*Objetivo 1*. Según el fragmento de lectura, ¿de qué salmo citan palabras los orantes de la comunidad en su oración?

*Fragmento de lectura*.
============
El Espíritu Santo en la vida de la Iglesia primitiva
1. La venida del Espíritu Santo el día de Pentecostés es un acontecimiento único, que sin embargo, no se agota en sí mismo. Al contrario, es el inicio de un proceso duradero, del que los Hechos de los Apóstoles sólo nos narran las primeras fases. Se refieren, ante todo a la vida de la Iglesia en Jerusalén, donde los Apóstoles, tras haber dado testimonio de Cristo y del Espíritu y después de haber conseguido las primeras conversiones, debieron defender el derecho a la existencia de la primera comunidad de los discípulos y seguidores de Cristo frente al Sanedrín. Los Hechos nos dicen que, también frente a los ancianos, los Apóstoles fueron asistidos por la misma fuerza recibida en Pentecostés: quedaron “llenos del Espíritu Santo” (cf., por ejemplo, Hch 4, 8).
Esta fuerza del Espíritu se manifiesta operante en algunos momentos y aspectos de la vida de la comunidad jerosolimitana, de la que los Hechos hacen una particular mención.
2. Resumámoslos sucintamente, comenzando por la oración unánime en que la comunidad se recoge cuando los Apóstoles, de vuelta del Sanedrín, refirieron a los “hermanos” cuanto habían dicho los sumos sacerdotes y los ancianos: “Todos a una elevaron su voz a Dios...” (Hch 4, 24). En la hermosa oración que nos refiere Lucas, los orantes reconocen el plan de Dios en la persecución, recordando cómo Dios ha hablado “por el Espíritu Santo” (4, 25) y citan las palabras del Salmo 2 (vv. 1-2) sobre las hostilidades desencadenadas por los reyes y pueblos de la tierra “contra el Señor y contra su Ungido”, aplicándolas a la muerte de Jesús: “Porque verdaderamente en esta ciudad se han aliado Herodes y Poncio Pilato con las naciones y los pueblos de Israel contra tu santo siervo Jesús, a quien has ungido, para realizar lo que en tu poder y en tu sabiduría habías predeterminado que sucediera. Y ahora, Señor, ten en cuenta sus amenazas y concede a tus siervos que puedan predicar tu Palabra con toda valentía” (Hch 4, 7-29).
Es una oración llena de fe y de abandono en manos de Dios, y al final de la misma se realiza una nueva manifestación del Espíritu y casi un nuevo acontecimiento de Pentecostés.
3. “Acabada su oración, retembló el lugar donde estaban reunidos” (Hch 4, 31). Por consiguiente, se realiza una nueva manifestación sensible del poder del Espíritu Santo, como había acontecido en el primer Pentecostés. También la alusión al lugar en que la comunidad se halla reunida confirma la analogía con el Cenáculo, y significa que el Espíritu Santo quiere envolver a toda la comunidad con su acción transformante. Entonces “todos quedaron llenos del Espíritu Santo”, no sólo los Apóstoles que habían afrontado a los jefes del pueblo, sino también todos los “hermanos” (4, 23) reunidos con ellos, que son el núcleo central y más representativo de la primera comunidad. Con el nuevo entusiasmo suscitado por la nueva “plenitud” del Espíritu Santo ―dicen los Hechos― “predicaban la Palabra de Dios con valentía” (Hch 4, 31). Eso demostraba que había sido escuchada la oración que habían dirigido al Señor: “Concede a tus siervos que puedan predicar tu Palabra con toda valentía” (Hch 4, 29).
============
*Objetivo 2*. Reúne todas las líneas de las entradas que contienen la cadena "every". Ten en cuenta la distinción entre mayúsculas y minúsculas.

*Datos proporcionados*.
============
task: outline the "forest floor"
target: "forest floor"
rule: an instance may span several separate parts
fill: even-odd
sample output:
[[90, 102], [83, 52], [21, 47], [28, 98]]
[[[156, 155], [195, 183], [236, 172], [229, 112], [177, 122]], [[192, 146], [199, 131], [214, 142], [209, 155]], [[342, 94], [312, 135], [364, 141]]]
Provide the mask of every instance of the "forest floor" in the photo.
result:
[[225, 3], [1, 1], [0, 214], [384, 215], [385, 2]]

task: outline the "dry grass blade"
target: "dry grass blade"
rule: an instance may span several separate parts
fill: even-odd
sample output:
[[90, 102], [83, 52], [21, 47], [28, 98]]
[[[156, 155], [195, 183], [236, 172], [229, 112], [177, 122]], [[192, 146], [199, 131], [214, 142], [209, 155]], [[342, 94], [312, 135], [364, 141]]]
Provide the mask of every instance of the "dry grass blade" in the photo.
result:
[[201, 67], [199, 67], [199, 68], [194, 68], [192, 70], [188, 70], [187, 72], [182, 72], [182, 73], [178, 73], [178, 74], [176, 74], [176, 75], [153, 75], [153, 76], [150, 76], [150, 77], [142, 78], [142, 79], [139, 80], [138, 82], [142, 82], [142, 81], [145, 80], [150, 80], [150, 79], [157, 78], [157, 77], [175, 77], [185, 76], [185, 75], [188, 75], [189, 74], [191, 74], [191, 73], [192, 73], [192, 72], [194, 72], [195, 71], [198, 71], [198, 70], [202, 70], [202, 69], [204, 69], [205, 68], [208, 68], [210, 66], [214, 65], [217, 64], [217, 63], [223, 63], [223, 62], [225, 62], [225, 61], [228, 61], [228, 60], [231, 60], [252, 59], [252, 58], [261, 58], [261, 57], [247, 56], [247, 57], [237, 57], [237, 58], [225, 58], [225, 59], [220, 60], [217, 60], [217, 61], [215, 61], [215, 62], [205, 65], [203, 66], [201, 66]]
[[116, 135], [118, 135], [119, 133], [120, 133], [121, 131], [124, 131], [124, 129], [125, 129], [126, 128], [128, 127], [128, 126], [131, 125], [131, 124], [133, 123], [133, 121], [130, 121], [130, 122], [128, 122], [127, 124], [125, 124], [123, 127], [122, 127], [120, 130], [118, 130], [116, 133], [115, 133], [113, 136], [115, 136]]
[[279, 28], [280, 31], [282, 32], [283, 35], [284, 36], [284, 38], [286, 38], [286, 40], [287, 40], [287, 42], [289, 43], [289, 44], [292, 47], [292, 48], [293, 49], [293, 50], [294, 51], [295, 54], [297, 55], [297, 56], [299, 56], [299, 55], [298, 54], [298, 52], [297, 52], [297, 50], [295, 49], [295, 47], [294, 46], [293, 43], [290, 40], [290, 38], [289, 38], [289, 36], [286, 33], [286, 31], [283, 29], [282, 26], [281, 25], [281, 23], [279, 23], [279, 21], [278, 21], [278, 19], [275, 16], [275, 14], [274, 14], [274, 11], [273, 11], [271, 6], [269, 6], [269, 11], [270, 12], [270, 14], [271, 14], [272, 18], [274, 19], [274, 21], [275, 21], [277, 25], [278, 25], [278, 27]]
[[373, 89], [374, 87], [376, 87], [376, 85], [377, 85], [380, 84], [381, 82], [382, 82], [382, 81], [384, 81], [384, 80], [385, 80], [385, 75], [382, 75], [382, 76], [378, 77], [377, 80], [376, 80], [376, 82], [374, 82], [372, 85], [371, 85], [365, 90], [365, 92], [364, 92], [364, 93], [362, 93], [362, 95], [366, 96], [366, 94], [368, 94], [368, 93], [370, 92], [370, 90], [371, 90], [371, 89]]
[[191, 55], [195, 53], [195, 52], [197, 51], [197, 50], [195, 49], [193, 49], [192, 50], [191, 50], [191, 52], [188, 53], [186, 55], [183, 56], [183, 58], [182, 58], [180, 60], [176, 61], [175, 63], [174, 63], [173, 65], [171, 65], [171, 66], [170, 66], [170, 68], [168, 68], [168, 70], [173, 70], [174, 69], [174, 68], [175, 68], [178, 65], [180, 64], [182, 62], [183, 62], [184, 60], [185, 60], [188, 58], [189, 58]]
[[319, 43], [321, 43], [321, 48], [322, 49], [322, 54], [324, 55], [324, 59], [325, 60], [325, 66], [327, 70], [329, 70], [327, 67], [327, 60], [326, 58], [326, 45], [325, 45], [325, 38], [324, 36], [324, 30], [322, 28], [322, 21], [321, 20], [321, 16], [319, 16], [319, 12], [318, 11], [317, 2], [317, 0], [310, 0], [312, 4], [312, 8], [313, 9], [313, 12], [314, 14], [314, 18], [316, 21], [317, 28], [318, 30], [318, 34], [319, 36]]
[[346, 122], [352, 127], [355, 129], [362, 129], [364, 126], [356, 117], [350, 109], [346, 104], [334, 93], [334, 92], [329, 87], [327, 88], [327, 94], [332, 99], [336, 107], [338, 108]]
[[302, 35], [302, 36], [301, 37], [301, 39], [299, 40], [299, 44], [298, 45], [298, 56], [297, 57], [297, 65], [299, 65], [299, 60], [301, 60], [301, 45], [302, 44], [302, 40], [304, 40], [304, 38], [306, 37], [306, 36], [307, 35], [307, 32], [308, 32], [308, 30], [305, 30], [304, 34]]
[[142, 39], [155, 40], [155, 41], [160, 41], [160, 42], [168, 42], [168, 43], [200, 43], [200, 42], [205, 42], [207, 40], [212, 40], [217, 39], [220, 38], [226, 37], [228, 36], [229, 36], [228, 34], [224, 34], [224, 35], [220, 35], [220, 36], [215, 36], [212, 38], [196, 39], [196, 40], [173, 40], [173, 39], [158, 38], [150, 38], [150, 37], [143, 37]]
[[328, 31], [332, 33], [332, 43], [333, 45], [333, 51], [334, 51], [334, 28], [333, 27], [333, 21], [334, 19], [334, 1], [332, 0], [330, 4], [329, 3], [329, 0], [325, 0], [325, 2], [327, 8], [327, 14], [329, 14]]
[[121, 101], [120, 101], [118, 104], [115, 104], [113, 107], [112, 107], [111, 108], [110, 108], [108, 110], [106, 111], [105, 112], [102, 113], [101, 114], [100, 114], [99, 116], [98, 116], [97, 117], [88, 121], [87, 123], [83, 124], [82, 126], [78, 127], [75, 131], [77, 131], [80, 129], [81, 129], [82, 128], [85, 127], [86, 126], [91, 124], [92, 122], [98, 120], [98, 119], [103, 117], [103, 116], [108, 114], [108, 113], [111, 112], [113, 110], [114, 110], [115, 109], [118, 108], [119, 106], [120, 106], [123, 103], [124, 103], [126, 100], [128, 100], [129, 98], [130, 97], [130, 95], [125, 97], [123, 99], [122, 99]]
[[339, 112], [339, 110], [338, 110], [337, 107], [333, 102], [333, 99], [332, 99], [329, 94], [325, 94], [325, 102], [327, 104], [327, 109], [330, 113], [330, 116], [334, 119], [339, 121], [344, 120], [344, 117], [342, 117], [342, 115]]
============
*Respuesta del ejercicio 1*. Citan palabras del Salmo 2, versículos 1 y 2.

*Respuesta del ejercicio 2*.
Provide the mask of every instance of the "forest floor" in the photo.
Provide the mask of every instance of the "dry grass blade" in the photo.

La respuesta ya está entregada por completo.